EXERCISE OBJECTIVE: Reproduce the entries below verbatim, from the line containing "Where can the paved" through the final line of the entries.

DATA EXCERPTS:
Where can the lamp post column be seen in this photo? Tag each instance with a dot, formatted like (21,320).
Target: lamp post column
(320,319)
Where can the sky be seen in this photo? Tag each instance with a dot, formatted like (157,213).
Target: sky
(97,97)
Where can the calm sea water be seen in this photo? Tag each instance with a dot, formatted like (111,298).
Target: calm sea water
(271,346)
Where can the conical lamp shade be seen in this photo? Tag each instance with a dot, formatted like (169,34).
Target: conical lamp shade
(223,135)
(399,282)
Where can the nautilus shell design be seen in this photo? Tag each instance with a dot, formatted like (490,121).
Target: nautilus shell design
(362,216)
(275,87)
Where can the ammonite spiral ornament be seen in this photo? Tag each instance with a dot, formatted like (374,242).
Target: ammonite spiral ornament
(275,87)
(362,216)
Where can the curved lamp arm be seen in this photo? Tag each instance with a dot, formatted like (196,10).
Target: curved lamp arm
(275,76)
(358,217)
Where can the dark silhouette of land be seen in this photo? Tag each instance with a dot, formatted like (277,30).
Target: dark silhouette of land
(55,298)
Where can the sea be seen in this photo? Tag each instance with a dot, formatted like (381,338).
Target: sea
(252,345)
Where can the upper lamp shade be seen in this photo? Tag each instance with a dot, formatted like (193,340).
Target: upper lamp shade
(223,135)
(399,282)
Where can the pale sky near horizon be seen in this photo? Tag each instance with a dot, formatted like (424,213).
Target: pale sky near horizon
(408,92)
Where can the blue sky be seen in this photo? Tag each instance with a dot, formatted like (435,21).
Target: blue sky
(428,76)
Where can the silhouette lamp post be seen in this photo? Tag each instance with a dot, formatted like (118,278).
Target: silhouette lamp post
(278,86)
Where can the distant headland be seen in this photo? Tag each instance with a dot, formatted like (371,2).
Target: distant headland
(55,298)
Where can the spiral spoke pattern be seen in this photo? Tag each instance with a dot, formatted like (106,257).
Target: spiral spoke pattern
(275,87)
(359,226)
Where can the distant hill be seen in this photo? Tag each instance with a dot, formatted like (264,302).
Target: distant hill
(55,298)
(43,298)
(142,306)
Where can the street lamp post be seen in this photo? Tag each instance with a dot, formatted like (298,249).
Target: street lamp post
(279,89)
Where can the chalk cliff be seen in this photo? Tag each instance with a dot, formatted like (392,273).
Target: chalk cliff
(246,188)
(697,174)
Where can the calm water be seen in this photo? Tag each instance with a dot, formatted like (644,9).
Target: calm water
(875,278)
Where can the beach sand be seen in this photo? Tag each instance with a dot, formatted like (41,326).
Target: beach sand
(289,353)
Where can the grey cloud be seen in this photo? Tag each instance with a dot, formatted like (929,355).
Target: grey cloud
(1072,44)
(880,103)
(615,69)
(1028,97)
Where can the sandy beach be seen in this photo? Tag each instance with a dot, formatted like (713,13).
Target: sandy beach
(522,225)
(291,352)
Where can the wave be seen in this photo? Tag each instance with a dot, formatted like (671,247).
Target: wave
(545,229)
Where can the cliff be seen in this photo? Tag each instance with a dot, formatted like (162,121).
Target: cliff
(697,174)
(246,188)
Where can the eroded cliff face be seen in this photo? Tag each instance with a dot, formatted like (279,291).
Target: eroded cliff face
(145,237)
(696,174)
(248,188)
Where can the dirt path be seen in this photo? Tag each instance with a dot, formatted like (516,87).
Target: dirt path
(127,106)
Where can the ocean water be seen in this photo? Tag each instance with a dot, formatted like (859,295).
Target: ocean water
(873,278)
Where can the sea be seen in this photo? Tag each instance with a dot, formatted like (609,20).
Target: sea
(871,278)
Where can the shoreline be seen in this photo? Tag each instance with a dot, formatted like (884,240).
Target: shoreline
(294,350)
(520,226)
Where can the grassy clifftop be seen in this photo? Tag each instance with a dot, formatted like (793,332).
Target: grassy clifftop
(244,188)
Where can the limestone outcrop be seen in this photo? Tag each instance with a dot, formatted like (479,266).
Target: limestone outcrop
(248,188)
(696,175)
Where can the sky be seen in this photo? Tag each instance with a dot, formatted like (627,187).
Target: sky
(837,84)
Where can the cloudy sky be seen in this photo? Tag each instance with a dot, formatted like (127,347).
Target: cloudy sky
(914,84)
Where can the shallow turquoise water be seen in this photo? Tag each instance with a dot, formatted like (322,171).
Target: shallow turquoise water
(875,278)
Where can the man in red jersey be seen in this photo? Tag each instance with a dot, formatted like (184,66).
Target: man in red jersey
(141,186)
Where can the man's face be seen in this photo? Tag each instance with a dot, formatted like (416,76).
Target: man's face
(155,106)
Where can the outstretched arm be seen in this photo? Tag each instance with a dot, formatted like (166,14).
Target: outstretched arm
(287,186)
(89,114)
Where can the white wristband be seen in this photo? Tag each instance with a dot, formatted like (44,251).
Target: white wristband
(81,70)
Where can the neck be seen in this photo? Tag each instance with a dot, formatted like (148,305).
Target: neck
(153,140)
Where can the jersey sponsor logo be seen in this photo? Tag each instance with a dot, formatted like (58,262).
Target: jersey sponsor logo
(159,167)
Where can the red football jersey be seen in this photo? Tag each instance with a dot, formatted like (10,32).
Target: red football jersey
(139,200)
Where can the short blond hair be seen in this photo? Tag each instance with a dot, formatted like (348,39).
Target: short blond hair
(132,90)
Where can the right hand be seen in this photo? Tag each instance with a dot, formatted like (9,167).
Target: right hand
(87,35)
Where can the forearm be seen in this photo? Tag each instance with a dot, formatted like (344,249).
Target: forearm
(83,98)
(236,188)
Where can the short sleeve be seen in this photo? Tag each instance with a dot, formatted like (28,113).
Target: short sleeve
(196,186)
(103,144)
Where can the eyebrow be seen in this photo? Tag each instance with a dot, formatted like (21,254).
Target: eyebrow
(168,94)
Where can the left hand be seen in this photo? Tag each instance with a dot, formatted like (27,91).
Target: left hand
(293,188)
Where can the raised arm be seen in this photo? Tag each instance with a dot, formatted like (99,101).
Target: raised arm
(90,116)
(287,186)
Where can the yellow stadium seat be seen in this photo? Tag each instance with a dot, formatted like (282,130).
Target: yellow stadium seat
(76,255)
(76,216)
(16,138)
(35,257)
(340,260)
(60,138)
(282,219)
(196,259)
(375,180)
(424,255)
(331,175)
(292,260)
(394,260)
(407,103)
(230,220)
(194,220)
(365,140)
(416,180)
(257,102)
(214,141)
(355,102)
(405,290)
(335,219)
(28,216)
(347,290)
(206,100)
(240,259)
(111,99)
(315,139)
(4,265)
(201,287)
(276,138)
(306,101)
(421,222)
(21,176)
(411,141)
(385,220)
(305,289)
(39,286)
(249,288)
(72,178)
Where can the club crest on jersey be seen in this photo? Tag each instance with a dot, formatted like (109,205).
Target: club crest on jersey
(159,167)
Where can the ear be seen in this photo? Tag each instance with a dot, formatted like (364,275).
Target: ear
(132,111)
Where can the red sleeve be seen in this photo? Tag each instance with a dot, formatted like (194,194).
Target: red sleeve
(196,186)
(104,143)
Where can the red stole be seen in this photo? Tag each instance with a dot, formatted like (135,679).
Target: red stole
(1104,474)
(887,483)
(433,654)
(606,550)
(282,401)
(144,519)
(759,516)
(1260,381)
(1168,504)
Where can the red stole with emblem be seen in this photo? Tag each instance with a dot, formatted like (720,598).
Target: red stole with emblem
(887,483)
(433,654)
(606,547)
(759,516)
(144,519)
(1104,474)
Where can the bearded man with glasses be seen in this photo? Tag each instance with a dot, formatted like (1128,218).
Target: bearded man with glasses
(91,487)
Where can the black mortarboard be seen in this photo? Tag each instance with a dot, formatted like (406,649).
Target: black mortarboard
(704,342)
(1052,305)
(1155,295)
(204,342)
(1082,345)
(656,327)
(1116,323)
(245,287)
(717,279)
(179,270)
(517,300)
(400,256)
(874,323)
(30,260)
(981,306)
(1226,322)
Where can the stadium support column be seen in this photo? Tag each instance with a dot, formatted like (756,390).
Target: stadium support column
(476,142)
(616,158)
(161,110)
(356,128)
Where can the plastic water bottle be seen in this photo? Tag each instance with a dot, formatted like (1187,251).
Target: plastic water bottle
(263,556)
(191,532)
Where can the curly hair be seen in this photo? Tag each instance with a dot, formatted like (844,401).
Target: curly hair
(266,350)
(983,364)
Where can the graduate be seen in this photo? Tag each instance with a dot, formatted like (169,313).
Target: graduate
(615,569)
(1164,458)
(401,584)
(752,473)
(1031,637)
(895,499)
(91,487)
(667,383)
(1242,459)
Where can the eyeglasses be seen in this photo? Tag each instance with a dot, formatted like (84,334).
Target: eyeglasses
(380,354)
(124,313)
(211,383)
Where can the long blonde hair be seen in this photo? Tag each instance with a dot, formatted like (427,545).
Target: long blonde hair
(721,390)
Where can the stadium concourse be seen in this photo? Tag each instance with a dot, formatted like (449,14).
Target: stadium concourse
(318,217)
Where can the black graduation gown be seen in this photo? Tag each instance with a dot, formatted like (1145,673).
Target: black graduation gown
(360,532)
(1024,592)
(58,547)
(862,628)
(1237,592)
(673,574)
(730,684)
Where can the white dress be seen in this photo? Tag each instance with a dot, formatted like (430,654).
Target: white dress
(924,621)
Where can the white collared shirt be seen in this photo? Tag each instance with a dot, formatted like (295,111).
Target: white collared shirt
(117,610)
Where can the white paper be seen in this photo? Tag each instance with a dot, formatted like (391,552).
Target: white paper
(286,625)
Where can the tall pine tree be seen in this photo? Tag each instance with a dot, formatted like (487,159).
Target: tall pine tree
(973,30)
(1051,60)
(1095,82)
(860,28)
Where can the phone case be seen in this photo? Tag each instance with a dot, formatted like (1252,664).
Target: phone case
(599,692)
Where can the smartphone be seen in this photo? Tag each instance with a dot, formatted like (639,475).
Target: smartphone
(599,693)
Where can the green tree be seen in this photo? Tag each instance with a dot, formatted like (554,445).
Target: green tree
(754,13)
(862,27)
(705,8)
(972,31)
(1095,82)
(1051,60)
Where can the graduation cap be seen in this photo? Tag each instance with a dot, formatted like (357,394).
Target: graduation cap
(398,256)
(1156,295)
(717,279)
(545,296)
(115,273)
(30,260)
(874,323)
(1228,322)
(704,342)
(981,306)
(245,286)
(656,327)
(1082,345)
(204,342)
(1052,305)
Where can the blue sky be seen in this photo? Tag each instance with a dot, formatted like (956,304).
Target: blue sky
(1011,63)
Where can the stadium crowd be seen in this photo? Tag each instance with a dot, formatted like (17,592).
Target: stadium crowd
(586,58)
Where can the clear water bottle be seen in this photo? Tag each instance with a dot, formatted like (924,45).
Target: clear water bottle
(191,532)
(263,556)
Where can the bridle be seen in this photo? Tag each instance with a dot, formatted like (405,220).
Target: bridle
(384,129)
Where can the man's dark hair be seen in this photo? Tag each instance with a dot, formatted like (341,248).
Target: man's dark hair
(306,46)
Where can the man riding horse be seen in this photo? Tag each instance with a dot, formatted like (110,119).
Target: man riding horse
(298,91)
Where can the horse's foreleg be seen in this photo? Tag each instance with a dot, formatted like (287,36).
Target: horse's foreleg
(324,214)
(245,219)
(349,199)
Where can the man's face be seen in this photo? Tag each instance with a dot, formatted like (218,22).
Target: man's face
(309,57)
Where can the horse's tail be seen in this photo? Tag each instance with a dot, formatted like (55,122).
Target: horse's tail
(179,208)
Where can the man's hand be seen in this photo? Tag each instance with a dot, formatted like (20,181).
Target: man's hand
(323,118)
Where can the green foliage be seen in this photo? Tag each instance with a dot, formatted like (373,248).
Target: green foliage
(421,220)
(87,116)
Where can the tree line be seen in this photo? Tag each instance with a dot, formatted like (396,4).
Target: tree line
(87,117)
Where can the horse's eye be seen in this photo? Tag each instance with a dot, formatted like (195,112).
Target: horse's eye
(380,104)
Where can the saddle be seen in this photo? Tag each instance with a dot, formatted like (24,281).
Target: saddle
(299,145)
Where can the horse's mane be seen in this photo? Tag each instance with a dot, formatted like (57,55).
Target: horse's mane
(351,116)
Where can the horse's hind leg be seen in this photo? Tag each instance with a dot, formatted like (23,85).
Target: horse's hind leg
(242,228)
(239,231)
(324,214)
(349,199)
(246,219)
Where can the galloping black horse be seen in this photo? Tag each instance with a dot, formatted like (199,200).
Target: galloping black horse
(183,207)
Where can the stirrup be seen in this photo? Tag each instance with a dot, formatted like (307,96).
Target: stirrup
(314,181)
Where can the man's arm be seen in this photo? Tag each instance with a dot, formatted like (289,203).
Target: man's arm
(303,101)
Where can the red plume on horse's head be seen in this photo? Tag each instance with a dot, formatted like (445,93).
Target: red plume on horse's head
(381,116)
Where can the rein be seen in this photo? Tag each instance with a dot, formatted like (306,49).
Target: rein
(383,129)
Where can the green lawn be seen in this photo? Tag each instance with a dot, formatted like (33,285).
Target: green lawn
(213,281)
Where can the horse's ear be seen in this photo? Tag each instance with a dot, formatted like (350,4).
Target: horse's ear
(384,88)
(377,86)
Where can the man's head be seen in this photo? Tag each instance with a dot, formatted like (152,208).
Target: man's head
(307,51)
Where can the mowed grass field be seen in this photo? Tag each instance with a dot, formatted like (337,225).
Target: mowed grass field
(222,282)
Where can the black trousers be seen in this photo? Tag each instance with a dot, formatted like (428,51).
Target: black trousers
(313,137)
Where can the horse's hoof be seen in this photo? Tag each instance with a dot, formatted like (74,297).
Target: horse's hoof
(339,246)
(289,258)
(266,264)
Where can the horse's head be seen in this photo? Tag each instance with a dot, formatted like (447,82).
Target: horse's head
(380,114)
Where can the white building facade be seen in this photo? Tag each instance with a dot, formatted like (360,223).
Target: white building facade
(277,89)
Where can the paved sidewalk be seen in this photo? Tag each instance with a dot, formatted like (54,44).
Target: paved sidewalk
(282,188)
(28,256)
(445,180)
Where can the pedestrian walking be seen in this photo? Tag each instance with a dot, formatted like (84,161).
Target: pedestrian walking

EXERCISE ANSWER:
Where can the paved sidewalk be seen in this photo? Tag each instance with a dot, formatted like (54,44).
Target: paved sidewalk
(282,188)
(28,256)
(445,180)
Where can the pedestrian walking be seen in this photo? Tag each instance with a dot, formatted like (84,161).
Target: pedestrian walking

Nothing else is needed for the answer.